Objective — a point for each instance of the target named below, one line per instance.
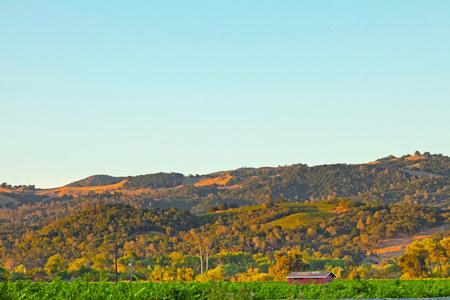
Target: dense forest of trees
(261, 224)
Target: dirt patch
(396, 247)
(5, 190)
(221, 180)
(4, 199)
(415, 157)
(77, 191)
(421, 174)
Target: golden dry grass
(77, 191)
(5, 190)
(217, 180)
(396, 246)
(415, 157)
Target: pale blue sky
(137, 87)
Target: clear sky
(138, 87)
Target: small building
(307, 277)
——
_Task directions_
Your copy must match the records above word for word and contain no pictures.

_Answer to this problem_
Objective — a point for each instance of the target named below, one line per instance.
Target: dense forest of trees
(261, 224)
Target: dirt patch
(396, 247)
(5, 190)
(221, 180)
(4, 199)
(415, 157)
(77, 191)
(421, 174)
Target: golden dry grass
(77, 191)
(5, 190)
(217, 180)
(396, 246)
(415, 157)
Target: pale blue sky
(137, 87)
Target: clear sky
(138, 87)
Target: small building
(307, 277)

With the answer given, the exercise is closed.